__Task__.
Given the entries that follow, write out exactly the lines starting at the one containing "Target: peninsula" and ending at the one containing "Mark a point on each instance of the paved", both ends included, and only those.

Information provided: Begin

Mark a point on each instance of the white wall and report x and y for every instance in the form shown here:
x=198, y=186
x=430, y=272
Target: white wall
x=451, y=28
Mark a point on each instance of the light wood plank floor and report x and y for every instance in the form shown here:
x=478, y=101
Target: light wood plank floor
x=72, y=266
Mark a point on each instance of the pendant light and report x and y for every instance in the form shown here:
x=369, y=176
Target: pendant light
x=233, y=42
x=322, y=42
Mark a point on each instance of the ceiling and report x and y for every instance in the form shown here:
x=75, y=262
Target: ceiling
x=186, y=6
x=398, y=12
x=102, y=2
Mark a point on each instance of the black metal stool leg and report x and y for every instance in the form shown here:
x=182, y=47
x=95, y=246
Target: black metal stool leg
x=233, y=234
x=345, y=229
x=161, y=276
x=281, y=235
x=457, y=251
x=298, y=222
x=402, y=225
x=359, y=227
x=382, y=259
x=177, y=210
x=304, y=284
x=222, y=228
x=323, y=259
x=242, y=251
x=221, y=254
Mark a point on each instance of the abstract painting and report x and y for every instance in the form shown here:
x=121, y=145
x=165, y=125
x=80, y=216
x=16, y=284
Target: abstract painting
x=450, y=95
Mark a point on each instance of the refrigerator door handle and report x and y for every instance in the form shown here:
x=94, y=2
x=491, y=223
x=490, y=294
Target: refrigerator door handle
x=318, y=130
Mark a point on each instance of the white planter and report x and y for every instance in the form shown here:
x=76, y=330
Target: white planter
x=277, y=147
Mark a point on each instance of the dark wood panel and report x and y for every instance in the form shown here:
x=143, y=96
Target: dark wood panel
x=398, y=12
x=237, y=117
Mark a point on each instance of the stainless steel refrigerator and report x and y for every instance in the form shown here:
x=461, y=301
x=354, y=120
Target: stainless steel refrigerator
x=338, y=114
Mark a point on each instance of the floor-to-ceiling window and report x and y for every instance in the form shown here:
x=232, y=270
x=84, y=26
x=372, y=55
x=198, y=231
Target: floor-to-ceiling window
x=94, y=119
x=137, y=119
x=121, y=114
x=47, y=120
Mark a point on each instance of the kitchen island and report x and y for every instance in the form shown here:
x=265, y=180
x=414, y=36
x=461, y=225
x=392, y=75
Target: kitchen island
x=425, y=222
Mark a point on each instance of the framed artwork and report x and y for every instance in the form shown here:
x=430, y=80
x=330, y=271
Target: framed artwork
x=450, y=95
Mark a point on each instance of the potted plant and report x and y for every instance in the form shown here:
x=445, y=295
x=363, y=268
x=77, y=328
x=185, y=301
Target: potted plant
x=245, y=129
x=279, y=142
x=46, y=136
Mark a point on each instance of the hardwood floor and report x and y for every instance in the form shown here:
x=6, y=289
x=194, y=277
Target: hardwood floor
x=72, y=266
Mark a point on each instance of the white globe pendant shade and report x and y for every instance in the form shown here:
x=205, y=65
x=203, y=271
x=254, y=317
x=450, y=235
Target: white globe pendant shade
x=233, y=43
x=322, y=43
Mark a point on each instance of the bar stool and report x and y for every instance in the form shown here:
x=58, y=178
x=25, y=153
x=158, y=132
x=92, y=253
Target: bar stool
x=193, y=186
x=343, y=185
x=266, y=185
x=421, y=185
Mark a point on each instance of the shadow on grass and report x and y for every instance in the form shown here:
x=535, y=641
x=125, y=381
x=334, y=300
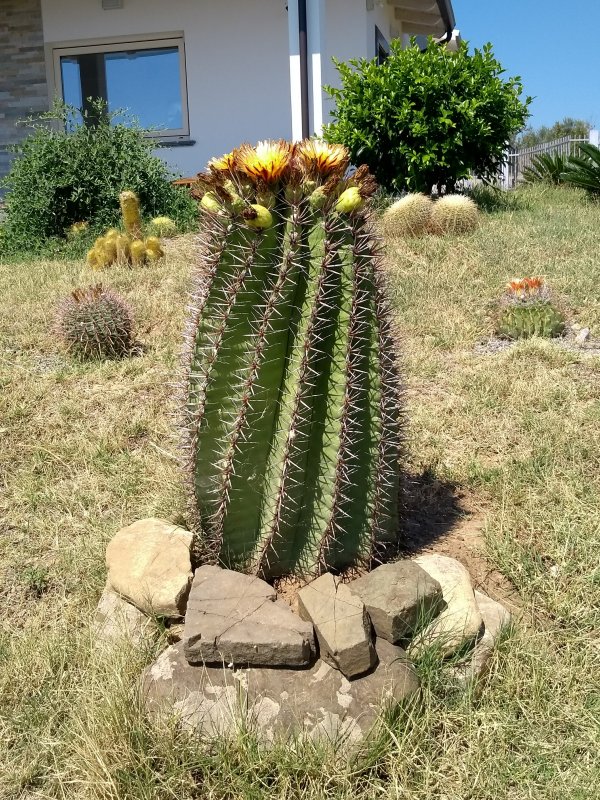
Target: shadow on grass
x=430, y=509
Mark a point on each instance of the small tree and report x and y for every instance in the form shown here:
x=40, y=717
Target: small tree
x=426, y=119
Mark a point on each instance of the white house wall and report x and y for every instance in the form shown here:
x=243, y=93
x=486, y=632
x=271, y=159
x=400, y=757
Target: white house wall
x=237, y=63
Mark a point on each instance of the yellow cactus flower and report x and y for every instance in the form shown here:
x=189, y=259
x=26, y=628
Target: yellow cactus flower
x=349, y=201
x=317, y=157
x=257, y=216
x=226, y=163
x=268, y=161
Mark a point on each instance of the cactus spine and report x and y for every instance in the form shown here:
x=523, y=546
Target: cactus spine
x=291, y=405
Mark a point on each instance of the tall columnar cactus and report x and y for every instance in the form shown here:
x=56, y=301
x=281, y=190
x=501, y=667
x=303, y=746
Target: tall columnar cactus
x=291, y=399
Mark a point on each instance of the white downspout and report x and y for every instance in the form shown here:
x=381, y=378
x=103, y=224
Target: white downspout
x=317, y=51
x=295, y=77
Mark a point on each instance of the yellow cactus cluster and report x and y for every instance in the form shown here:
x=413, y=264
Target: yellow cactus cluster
x=129, y=248
x=119, y=248
x=246, y=182
x=416, y=214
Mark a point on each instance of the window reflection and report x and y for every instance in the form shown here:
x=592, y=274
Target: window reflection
x=146, y=83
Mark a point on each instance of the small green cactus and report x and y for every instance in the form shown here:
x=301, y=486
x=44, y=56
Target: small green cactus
x=527, y=310
x=163, y=227
x=408, y=216
x=538, y=319
x=453, y=213
x=95, y=323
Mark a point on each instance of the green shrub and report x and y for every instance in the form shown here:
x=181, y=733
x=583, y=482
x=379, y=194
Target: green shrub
x=546, y=168
x=427, y=119
x=584, y=170
x=67, y=173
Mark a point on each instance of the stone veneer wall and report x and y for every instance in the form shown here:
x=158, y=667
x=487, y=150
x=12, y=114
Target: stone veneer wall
x=23, y=87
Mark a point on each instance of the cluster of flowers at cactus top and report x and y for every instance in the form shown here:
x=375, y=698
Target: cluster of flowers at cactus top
x=527, y=290
x=246, y=182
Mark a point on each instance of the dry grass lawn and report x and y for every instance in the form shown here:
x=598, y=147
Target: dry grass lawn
x=512, y=439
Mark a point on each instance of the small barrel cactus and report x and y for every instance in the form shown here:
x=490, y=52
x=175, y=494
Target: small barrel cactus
x=95, y=323
x=291, y=402
x=408, y=216
x=453, y=213
x=527, y=310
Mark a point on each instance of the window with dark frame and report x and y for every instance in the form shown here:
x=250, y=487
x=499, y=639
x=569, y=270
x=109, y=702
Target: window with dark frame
x=145, y=79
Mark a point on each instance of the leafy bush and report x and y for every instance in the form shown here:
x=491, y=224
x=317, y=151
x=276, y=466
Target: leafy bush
x=426, y=119
x=584, y=170
x=546, y=168
x=68, y=173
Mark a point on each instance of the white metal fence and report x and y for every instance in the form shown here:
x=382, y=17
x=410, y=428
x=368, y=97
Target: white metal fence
x=520, y=158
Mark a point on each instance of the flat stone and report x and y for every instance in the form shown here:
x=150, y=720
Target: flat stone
x=118, y=621
x=149, y=564
x=236, y=618
x=398, y=598
x=317, y=703
x=495, y=619
x=460, y=623
x=341, y=623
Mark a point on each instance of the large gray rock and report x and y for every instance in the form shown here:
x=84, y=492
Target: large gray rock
x=116, y=621
x=236, y=618
x=316, y=703
x=495, y=619
x=341, y=623
x=149, y=564
x=460, y=623
x=398, y=598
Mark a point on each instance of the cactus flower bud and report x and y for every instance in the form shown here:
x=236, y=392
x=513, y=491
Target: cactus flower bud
x=210, y=203
x=349, y=201
x=257, y=216
x=318, y=198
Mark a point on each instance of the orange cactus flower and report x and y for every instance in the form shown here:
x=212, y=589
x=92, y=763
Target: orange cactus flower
x=317, y=157
x=525, y=286
x=268, y=161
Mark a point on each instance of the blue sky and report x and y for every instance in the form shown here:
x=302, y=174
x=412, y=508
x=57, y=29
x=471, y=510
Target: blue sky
x=552, y=44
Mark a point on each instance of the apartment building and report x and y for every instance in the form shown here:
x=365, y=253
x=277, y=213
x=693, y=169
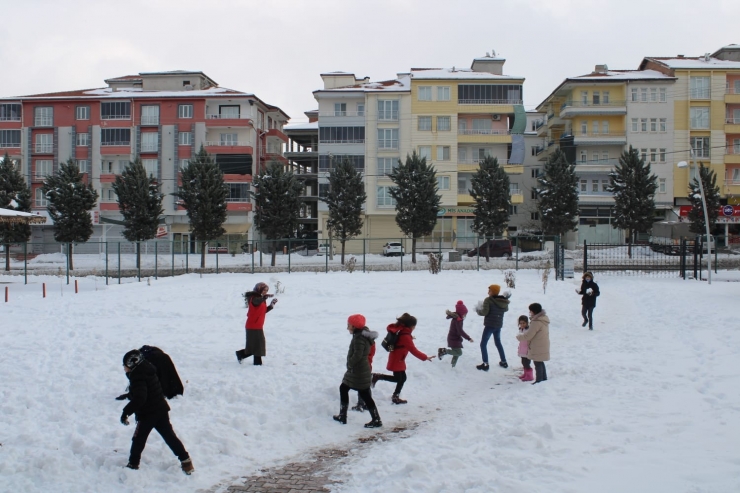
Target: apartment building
x=163, y=117
x=593, y=119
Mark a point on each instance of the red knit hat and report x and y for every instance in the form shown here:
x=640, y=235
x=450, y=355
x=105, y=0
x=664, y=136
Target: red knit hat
x=357, y=321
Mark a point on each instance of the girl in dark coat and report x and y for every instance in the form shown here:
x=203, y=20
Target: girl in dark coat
x=358, y=376
x=257, y=307
x=405, y=324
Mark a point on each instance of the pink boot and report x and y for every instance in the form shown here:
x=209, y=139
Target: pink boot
x=528, y=375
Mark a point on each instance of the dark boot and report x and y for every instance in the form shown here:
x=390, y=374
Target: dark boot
x=375, y=423
x=342, y=416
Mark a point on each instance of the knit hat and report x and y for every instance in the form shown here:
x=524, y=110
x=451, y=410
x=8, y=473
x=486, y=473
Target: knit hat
x=461, y=309
x=357, y=321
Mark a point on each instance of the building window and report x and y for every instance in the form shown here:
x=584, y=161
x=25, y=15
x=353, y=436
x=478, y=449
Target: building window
x=185, y=111
x=82, y=113
x=115, y=136
x=387, y=138
x=699, y=87
x=120, y=110
x=386, y=165
x=425, y=123
x=43, y=168
x=384, y=197
x=443, y=153
x=699, y=117
x=41, y=200
x=388, y=110
x=43, y=117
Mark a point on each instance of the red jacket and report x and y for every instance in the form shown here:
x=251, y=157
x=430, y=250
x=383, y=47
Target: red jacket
x=404, y=346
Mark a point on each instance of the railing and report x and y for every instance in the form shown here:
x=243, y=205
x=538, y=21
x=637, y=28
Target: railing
x=488, y=131
x=489, y=101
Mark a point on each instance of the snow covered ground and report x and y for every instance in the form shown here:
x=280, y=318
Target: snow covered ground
x=648, y=401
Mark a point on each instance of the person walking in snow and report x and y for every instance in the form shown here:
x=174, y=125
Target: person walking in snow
x=358, y=375
x=147, y=404
x=493, y=309
x=527, y=376
x=589, y=291
x=538, y=338
x=404, y=326
x=257, y=307
x=456, y=333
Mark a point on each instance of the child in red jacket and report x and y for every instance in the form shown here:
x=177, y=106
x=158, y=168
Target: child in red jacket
x=404, y=326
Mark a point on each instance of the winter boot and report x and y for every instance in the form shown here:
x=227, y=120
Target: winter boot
x=361, y=407
x=375, y=423
x=397, y=400
x=342, y=416
x=528, y=375
x=187, y=466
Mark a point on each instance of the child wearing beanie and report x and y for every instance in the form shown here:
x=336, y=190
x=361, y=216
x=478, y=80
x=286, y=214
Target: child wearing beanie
x=456, y=333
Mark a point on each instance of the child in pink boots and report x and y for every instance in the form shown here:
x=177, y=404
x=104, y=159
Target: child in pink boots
x=527, y=376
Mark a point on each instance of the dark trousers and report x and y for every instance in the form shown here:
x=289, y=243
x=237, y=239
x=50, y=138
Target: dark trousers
x=365, y=395
x=399, y=377
x=588, y=315
x=163, y=426
x=540, y=371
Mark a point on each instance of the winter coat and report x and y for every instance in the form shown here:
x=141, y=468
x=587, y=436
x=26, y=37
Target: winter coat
x=145, y=393
x=404, y=346
x=493, y=311
x=358, y=375
x=589, y=300
x=456, y=333
x=538, y=337
x=258, y=307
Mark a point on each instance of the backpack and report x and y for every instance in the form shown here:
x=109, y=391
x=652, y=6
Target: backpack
x=389, y=341
x=166, y=371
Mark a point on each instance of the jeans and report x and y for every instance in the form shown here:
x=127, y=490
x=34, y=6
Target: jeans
x=487, y=332
x=163, y=426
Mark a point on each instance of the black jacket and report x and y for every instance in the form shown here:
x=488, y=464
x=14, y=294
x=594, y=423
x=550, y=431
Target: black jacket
x=145, y=393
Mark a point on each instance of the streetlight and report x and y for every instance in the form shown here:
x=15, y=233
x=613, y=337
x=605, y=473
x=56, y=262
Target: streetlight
x=684, y=164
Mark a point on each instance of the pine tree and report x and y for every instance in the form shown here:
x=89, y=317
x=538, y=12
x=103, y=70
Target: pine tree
x=634, y=188
x=203, y=194
x=490, y=190
x=14, y=195
x=711, y=195
x=345, y=200
x=558, y=195
x=140, y=203
x=278, y=202
x=417, y=202
x=70, y=203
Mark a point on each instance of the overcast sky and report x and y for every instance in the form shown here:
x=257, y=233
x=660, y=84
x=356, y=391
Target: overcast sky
x=276, y=49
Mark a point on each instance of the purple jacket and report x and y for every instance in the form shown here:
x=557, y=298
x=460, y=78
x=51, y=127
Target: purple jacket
x=456, y=334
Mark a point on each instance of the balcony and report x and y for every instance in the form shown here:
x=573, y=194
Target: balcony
x=609, y=138
x=570, y=109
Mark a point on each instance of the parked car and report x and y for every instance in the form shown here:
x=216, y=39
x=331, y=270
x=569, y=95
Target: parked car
x=496, y=248
x=393, y=248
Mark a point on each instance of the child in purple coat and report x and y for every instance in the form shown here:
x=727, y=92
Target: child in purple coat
x=456, y=333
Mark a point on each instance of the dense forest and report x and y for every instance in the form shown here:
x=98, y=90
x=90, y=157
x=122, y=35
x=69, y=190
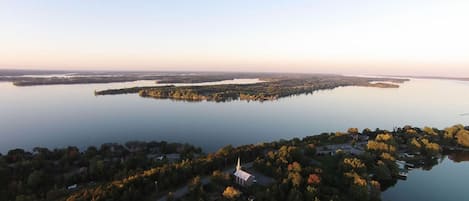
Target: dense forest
x=45, y=174
x=349, y=165
x=273, y=89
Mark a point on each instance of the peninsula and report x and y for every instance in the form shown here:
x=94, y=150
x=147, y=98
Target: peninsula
x=272, y=88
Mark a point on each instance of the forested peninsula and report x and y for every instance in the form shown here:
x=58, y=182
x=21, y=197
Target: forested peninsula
x=271, y=89
x=342, y=166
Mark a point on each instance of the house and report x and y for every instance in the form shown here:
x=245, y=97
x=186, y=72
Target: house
x=241, y=177
x=72, y=187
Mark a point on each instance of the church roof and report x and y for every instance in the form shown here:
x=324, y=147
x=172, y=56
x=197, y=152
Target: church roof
x=242, y=175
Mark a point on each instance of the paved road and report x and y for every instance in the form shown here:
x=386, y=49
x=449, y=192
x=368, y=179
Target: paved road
x=180, y=192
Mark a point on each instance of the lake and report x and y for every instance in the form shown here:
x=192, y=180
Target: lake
x=446, y=181
x=62, y=115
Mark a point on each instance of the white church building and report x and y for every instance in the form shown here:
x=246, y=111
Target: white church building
x=241, y=177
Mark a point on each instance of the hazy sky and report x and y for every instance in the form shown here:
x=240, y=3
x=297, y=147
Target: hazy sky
x=424, y=37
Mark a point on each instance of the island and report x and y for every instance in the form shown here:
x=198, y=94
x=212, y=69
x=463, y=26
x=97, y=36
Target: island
x=271, y=89
x=338, y=166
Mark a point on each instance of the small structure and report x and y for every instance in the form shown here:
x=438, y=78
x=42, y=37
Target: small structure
x=241, y=177
x=72, y=187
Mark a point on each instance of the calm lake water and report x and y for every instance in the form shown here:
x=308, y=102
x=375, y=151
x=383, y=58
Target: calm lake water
x=447, y=181
x=62, y=115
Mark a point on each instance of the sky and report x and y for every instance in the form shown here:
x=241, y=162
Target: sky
x=405, y=37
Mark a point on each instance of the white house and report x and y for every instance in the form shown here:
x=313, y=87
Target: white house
x=241, y=177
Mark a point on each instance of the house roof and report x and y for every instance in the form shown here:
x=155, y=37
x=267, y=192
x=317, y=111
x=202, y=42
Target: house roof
x=242, y=175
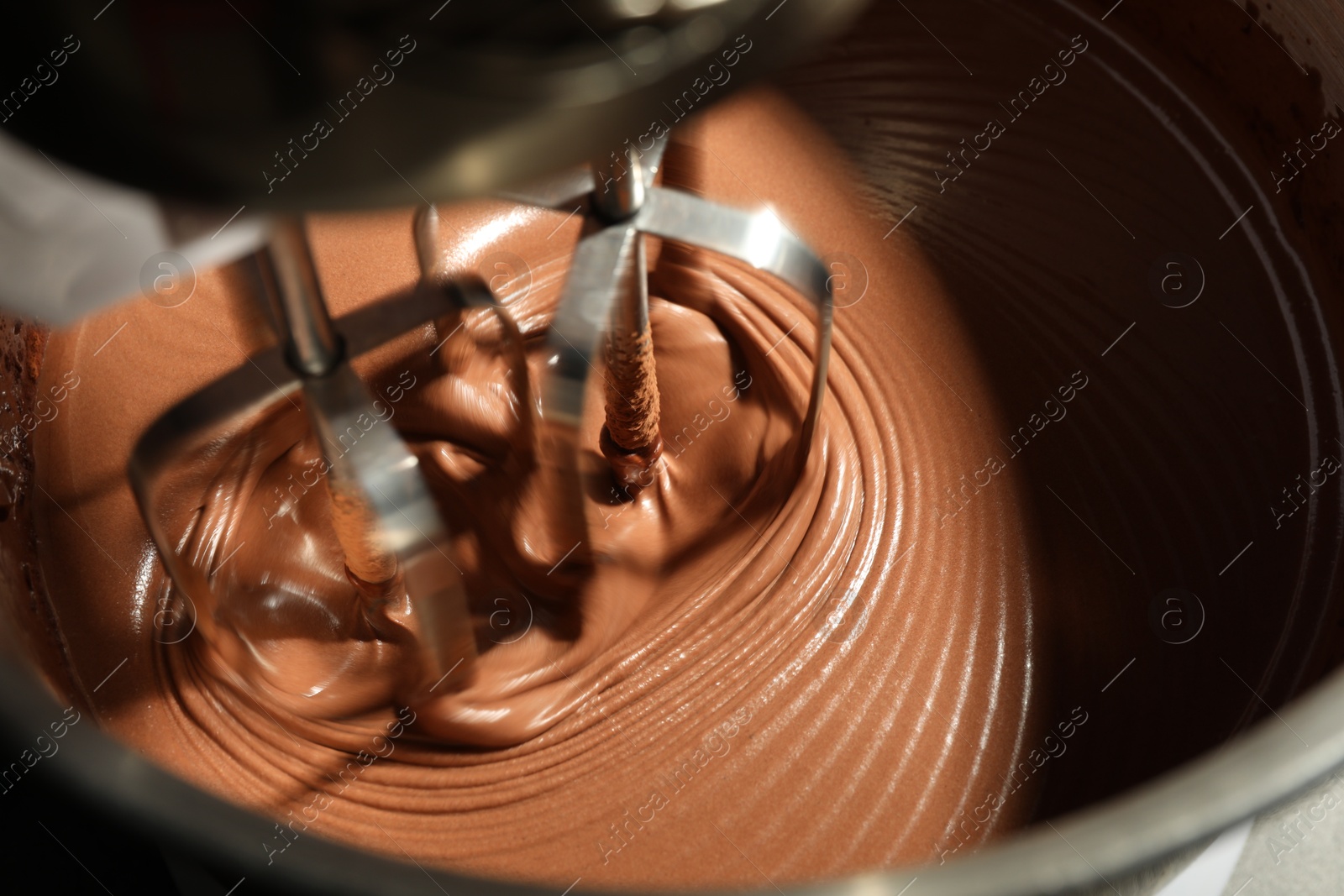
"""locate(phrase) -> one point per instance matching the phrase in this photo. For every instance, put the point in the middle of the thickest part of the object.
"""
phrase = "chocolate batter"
(785, 678)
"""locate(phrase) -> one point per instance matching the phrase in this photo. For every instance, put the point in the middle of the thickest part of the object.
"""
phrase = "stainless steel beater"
(376, 483)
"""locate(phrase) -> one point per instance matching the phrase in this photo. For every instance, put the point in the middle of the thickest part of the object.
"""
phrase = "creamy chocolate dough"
(900, 652)
(703, 688)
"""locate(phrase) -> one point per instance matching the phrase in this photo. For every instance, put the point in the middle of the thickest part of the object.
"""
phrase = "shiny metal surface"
(376, 465)
(418, 101)
(297, 298)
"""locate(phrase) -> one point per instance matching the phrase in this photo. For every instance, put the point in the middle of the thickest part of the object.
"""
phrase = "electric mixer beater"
(394, 539)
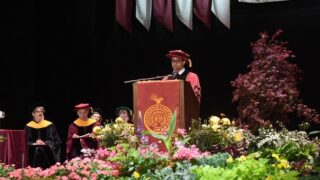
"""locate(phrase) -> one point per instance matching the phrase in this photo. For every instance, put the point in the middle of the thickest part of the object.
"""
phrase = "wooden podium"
(156, 101)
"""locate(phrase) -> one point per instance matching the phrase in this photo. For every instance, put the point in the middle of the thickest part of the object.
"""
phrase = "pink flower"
(184, 153)
(74, 176)
(102, 153)
(94, 176)
(182, 132)
(85, 173)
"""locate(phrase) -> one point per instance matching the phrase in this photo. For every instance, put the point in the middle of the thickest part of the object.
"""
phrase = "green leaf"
(314, 132)
(172, 124)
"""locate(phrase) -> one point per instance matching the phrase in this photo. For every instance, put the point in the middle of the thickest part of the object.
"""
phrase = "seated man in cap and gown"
(124, 113)
(42, 139)
(179, 60)
(79, 134)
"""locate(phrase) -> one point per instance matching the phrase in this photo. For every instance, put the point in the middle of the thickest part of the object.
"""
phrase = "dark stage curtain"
(64, 53)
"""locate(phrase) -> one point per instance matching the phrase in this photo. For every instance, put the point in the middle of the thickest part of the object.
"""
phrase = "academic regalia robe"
(190, 77)
(43, 155)
(80, 127)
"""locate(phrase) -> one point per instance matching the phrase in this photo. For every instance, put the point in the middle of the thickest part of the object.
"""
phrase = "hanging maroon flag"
(202, 11)
(162, 11)
(124, 13)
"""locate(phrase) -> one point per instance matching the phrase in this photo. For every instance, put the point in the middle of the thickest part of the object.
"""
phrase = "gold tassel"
(190, 63)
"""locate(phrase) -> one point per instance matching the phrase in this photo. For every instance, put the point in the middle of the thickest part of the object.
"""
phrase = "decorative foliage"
(167, 137)
(220, 135)
(2, 138)
(116, 133)
(243, 168)
(269, 91)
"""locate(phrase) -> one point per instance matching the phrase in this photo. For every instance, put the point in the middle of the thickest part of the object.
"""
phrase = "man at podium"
(179, 60)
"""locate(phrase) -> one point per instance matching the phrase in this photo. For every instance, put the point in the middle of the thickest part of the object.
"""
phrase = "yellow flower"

Information provided: End

__Result__.
Target: peninsula
x=272, y=88
Mark a point on each instance of the forested peninsula and report x and y for every instance in the form shown here:
x=58, y=182
x=21, y=197
Target: forested peninsula
x=271, y=89
x=342, y=166
Mark a point on each instance of the house and report x and y for every instance in the form shown here:
x=245, y=97
x=186, y=72
Target: house
x=241, y=177
x=72, y=187
Mark a point on each instance of the church roof and report x and y for every instance in the form shown here:
x=324, y=147
x=172, y=56
x=197, y=152
Target: church roof
x=242, y=175
Mark a point on each instance of the paved road and report x and y for every instance in the form shown here:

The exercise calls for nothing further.